## EXTRACTED TEXT
______
The $300,000 system will track more than 2,000 pieces of equipment at the 350-bed, acute-care hospital in Newark, N.J., including heart monitors, infusion pumps, and ventilators. It will also track patients from room to room. The system uses ultrasound receivers and tagging technology that communicates with the Saint Michael's wireless infrastructure. The hospital will attach tags to equipment that broadcast a unique identification signal to receivers without the risk of electromagnetic interference with other electronic medical equipment.

The new systems helps St. Michael's find equipment that needs maintenance. In the past, nurses have had to spend time away from patients searching for lost equipment, hospital executives said. The hospital's biomedical engineering team, who are charged with servicing and maintaining the equipment, are also challenged when they can't find the equipment they're assigned to manage and maintain.

"We do have a lot of equipment that disappears such as wheel chairs, IV pumps and heart monitors, and nurses spend a lot of time looking for equipment," said Angelo Schittone, VP and CIO at Saint Michael's.

The tracking technology will provide cost savings in other ways. The cost benefit is twofold, Schittone said: "One is we're able to track equipment so that our technicians can service them more efficiently, which saves in a technician's time. The other benefit is the equipment is actually maintained on a regular basis so that the equipment should last longer because it's maintained better," he said.

The tracking system can help nurses schedule patient care with greater efficiency as they move among departments for testing, Schittone said.

Real-time location tags on patients let nurses know, for example, if a patient is out of his or her room taking a radiology exam when a tray of food has to be delivered, Schittone said, so they take the food up when the patient returns.
______
## EXERCISE 1
Edit the part of the article on hospital equipment tracking starting with "The tracking technology" and going on through "the patient returns.", replacing "radiology" with "imaging".
## EXERCISE 2
Using the article on hospital equipment tracking, answer these questions:
(a) How many beds does the hospital in Newark have?
(b) What is Angelo Schittone's position at Saint Michael's?
(c) What kind of receivers does the system use along with its tagging technology?
## EXERCISE 3
State whether each statement agrees with the article on hospital equipment tracking, answering yes or no and quoting the words that settle it.
(a) The system costs $300,000.
(b) The tags carry a risk of electromagnetic interference with other electronic medical equipment.
(c) The system will follow patients as well as equipment.

## Saved entries
______
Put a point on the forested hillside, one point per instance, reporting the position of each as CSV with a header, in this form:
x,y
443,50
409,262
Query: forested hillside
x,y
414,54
______
## WORKED SOLUTION 1
The tracking technology will provide cost savings in other ways. The cost benefit is twofold, Schittone said: "One is we're able to track equipment so that our technicians can service them more efficiently, which saves in a technician's time. The other benefit is the equipment is actually maintained on a regular basis so that the equipment should last longer because it's maintained better," he said.

The tracking system can help nurses schedule patient care with greater efficiency as they move among departments for testing, Schittone said.

Real-time location tags on patients let nurses know, for example, if a patient is out of his or her room taking a imaging exam when a tray of food has to be delivered, Schittone said, so they take the food up when the patient returns.

## WORKED SOLUTION 2
(a) 350.
(b) VP and CIO.
(c) Ultrasound receivers.

## WORKED SOLUTION 3
(a) Yes: "The $300,000 system will track more than 2,000 pieces of equipment"
(b) No: "without the risk of electromagnetic interference with other electronic medical equipment"
(c) Yes: "It will also track patients from room to room."